Text
= Beginning of Section =

President Suleiman warned the gathered leaders that they “risked losing an ally” if the status quo were to continue.
Following the meeting, 17 countries – including the United States, Canada and Australia among many other European countries – agreed to implement quotas for incoming Syrian refugees to help alleviate the tension for host countries. Although exact numbers have yet to be announced, these quotas will grant asylum to 10,000 additional refugees.
Still, even these asylum seekers – another mere fraction of the total number of Syrian refugees – will face enormous challenges adjusting to life in the West. In addition to the anti-immigrant sentiment already expressed in Germany that many countries in Europe are renowned for, many countries have deliberate policies in place to make seeking asylum, or living as an asylum-seeker, impossible. In Switzerland, newly arrived refugees are given identification cards that do not even allow them to do basic things, such as purchase a Swiss SIM card. In the United States, each asylum seeker must be interviewed extensively and screened for potential ties to Al Qaeda.
The United States Department of Homeland Security is sitting on more than 6,000 visa applications from Syrian refugees. Even though the United States has announced it will grant asylum to a quota of 2,000 of these refugees, these screenings combined with the broad definition of “terrorism ties” under the Patriot Act – meaning that anyone who has ever given small amounts of money to the Al Qaeda-aligned rebel fighters or fought themselves could be implicated – could mean that none of the refugees are approved to seek asylum in the United States.
Since the conflict began two and a half years ago, the United States has granted asylum to fewer than 100 Syrian refugees. In 2013, when more than 1 million left Syria’s borders as the United States pushed for a military invasion, only 33 Syrian refugees were granted asylum in the United States.
This is not the first time refugees from the Middle East have experienced these difficulties. The US invasion of Iraq in 2003 created a refugee crisis that, at the time, was the worst the Middle East had seen since the expulsion of Palestinians in 1948 with the establishment of the state of Israel.

= End of Section =

Record excerpts

= Beginning of Section =

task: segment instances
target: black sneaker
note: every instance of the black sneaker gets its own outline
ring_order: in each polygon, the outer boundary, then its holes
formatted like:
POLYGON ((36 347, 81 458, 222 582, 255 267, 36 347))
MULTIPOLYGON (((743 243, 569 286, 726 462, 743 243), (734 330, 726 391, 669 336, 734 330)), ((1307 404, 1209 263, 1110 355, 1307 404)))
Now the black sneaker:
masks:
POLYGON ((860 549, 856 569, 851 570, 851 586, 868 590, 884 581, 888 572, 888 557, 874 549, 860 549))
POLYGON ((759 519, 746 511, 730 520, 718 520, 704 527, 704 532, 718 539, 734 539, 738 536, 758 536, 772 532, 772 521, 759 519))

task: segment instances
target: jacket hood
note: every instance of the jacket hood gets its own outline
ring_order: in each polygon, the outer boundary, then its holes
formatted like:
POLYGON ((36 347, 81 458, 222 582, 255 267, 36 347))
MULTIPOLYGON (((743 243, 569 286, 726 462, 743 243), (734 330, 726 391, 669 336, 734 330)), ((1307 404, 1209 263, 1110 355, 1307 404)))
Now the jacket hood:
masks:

= End of Section =

Complete the following
(A) From the article on Syrian refugees, set down the passage between "The United States Department" and "granted asylum in the United States.", inclusive.
(B) Answer these questions using the article on Syrian refugees:
(i) How many countries agreed to implement quotas for incoming Syrian refugees after the meeting?
(ii) How many visa applications from Syrian refugees is the United States Department of Homeland Security sitting on?
(iii) How many Syrian refugees were granted asylum in the United States in 2013?

Answers in order
(A)
The United States Department of Homeland Security is sitting on more than 6,000 visa applications from Syrian refugees. Even though the United States has announced it will grant asylum to a quota of 2,000 of these refugees, these screenings combined with the broad definition of “terrorism ties” under the Patriot Act – meaning that anyone who has ever given small amounts of money to the Al Qaeda-aligned rebel fighters or fought themselves could be implicated – could mean that none of the refugees are approved to seek asylum in the United States.
Since the conflict began two and a half years ago, the United States has granted asylum to fewer than 100 Syrian refugees. In 2013, when more than 1 million left Syria’s borders as the United States pushed for a military invasion, only 33 Syrian refugees were granted asylum in the United States.

(B)
(i) 17 countries
(ii) More than 6,000
(iii) 33